* _EXERCISE GOAL_: Reproduce, word for word, the passage of the post about Pan Am radio equipment that begins with the words containing "Hue Miller kargo_cult" and ends with "after the war.".

* _SELECTED TEXT_:
[Milsurplus] Pan Am radio equipment

Hue Miller kargo_cult at msn.com
Sun Mar 28 17:22:37 EDT 2010


A friend sent me this comment:

In the early 1990's a seller at the old Foothill College Electronics  Flea 
Market had a set of the Pan Am receiver and transmitter and a few other 
pieces.  I don't know which series it was but they are quite small.  There 
is a set of very crisp Clipper radio position photos out on the web 
somewhere and those radios were identical to what the guy had. The set was $ 
350 and I didn't have that much cash on me so I don't know whatever happened 
to it.  I think they never sold.  Seller told me he had been a company 
employee and the sets had been spares which were dumpstered after the war. 
There was a Clipper facility in the San Francisco Bay area, either Oakland 
area or SF, where he had been.

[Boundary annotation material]
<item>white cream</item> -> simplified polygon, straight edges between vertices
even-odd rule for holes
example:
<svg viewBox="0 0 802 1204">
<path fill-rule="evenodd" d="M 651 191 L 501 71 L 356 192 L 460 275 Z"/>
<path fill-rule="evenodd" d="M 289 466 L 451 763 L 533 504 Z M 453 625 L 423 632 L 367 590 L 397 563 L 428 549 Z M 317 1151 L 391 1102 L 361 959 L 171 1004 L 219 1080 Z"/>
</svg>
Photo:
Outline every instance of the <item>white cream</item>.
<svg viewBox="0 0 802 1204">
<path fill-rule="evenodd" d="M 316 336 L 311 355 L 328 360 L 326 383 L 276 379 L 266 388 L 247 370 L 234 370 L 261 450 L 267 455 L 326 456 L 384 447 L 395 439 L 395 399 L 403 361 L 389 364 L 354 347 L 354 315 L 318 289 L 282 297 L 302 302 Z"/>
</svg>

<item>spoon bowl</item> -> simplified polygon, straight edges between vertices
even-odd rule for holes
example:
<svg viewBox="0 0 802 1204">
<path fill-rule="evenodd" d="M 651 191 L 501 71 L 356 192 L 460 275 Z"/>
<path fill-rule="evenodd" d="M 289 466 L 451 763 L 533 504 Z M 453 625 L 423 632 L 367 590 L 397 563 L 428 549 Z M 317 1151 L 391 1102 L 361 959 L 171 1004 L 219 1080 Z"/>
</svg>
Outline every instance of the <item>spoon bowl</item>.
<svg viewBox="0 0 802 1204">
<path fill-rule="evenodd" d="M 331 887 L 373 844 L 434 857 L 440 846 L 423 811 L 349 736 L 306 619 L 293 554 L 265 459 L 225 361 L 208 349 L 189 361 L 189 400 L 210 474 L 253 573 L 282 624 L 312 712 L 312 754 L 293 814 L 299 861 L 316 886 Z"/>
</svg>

* _THE ANSWER_:
Hue Miller kargo_cult at msn.com
Sun Mar 28 17:22:37 EDT 2010


A friend sent me this comment:

In the early 1990's a seller at the old Foothill College Electronics  Flea 
Market had a set of the Pan Am receiver and transmitter and a few other 
pieces.  I don't know which series it was but they are quite small.  There 
is a set of very crisp Clipper radio position photos out on the web 
somewhere and those radios were identical to what the guy had. The set was $ 
350 and I didn't have that much cash on me so I don't know whatever happened 
to it.  I think they never sold.  Seller told me he had been a company 
employee and the sets had been spares which were dumpstered after the war.